_Task to carry out_:
Rewrite every line from the start of the data through the line containing "xmin=0 ymin=505 xmax=202 ymax=565", raising each bounding box coordinate in the answers by 108 and leaving everything else unchanged.

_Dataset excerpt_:

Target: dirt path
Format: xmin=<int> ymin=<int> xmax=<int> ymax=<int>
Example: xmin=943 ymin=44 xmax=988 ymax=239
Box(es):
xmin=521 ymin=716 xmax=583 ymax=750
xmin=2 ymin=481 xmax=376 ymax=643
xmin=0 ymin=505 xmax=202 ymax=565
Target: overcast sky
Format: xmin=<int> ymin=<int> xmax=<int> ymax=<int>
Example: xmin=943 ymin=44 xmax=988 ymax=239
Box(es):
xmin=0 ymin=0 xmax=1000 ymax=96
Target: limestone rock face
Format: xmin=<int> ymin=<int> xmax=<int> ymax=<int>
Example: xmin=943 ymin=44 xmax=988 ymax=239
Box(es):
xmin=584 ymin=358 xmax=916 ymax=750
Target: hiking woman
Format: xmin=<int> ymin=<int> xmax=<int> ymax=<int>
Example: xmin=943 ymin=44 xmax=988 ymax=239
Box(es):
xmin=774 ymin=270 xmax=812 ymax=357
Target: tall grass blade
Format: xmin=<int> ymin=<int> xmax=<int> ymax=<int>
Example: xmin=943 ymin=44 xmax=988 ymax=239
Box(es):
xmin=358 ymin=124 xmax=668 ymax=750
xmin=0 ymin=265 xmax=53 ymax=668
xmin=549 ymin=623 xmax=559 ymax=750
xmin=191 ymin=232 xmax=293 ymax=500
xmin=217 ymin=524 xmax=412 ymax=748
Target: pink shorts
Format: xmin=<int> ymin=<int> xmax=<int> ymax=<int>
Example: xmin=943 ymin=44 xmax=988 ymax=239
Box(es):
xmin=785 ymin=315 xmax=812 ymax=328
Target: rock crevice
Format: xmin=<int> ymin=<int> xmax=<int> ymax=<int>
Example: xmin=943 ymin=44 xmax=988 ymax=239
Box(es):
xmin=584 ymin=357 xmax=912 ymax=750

_Right answer_:
Target: dirt path
Format: xmin=<int> ymin=<int> xmax=<int> ymax=<int>
Example: xmin=943 ymin=44 xmax=988 ymax=239
Box(es):
xmin=629 ymin=824 xmax=691 ymax=858
xmin=110 ymin=589 xmax=484 ymax=751
xmin=108 ymin=613 xmax=310 ymax=673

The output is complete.